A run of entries

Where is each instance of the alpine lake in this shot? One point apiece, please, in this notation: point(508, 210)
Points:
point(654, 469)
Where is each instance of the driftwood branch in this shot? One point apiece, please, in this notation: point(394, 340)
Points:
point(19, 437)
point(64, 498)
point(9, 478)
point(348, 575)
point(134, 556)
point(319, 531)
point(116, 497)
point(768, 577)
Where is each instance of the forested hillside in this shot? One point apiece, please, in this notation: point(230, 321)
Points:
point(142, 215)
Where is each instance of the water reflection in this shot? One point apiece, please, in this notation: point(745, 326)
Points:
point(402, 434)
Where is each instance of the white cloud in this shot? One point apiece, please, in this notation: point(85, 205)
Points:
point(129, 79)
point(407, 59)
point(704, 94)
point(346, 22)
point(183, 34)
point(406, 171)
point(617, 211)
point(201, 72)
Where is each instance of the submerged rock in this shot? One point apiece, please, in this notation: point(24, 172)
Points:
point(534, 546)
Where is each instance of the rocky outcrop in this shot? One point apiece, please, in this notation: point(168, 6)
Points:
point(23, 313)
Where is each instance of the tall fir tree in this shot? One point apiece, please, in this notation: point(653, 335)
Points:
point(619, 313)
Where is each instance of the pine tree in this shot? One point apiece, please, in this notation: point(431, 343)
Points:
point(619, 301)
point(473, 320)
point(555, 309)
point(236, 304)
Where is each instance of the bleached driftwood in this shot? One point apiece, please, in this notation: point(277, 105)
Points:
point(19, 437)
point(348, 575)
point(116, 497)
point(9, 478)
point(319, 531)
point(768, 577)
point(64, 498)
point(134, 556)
--
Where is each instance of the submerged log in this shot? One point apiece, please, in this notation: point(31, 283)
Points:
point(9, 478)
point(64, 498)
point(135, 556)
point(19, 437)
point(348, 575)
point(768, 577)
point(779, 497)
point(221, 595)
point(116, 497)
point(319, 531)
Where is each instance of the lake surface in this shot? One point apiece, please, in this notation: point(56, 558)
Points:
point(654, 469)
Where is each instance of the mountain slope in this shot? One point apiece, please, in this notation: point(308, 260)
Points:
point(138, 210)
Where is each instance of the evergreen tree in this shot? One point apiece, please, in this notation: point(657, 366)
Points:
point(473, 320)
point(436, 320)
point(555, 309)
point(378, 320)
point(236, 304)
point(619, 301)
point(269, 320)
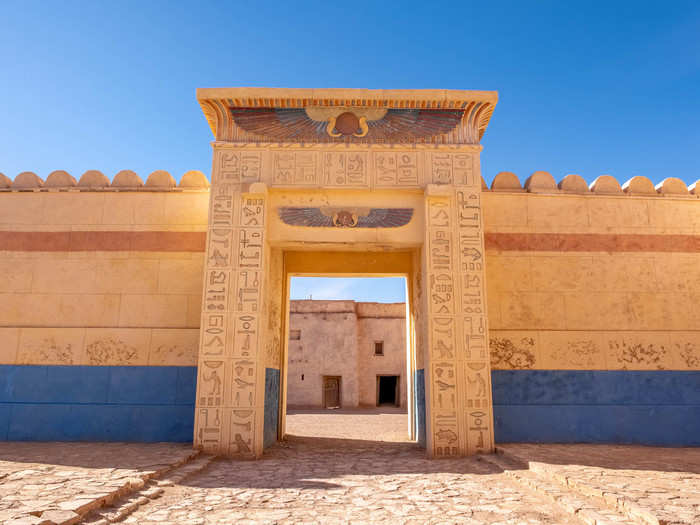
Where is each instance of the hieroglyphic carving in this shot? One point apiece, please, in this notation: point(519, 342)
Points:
==
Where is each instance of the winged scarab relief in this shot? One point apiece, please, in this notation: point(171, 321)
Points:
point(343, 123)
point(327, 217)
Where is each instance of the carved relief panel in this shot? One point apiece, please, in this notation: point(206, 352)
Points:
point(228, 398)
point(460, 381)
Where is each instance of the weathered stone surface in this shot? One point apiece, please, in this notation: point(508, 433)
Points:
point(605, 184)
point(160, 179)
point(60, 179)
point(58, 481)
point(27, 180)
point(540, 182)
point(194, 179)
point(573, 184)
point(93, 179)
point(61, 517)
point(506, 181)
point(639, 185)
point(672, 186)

The task ->
Copy out, character for character, the lines from the one containing "Where is each instance of the alpine" through the one containing "point(402, 434)", with both of those lines included.

Task response ->
Where is each instance of the alpine lake in this shot? One point apiece, please, in this notation: point(508, 210)
Points:
point(654, 469)
Where is each instance of the driftwood branch in this shot? One point apiece, please, in this notation: point(394, 340)
Points:
point(19, 437)
point(64, 498)
point(9, 478)
point(348, 575)
point(134, 556)
point(319, 531)
point(116, 497)
point(768, 577)
Where is each instance of the forested hillside in this shot? One point apiece, please, in this notation: point(230, 321)
Points:
point(142, 215)
Where is each instance of the water reflection in this shot? One point apiece, please, in this notation: point(745, 326)
Points:
point(402, 434)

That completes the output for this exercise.